** start of Information given **

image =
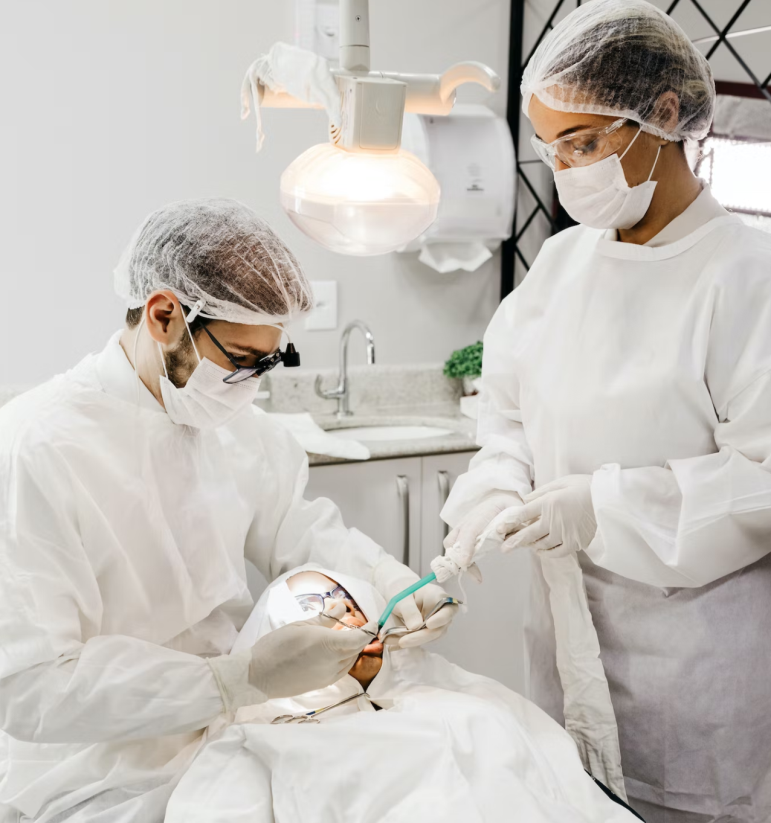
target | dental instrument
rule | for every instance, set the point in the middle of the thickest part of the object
(310, 717)
(348, 625)
(400, 631)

** end of Information given **

What is asked -
Write out every line of the entries word for word, leaving the pictures out.

The output -
image =
target | dental instrument
rule | for every instance, set the point in the middle of the thickest part of the object
(310, 717)
(348, 625)
(400, 631)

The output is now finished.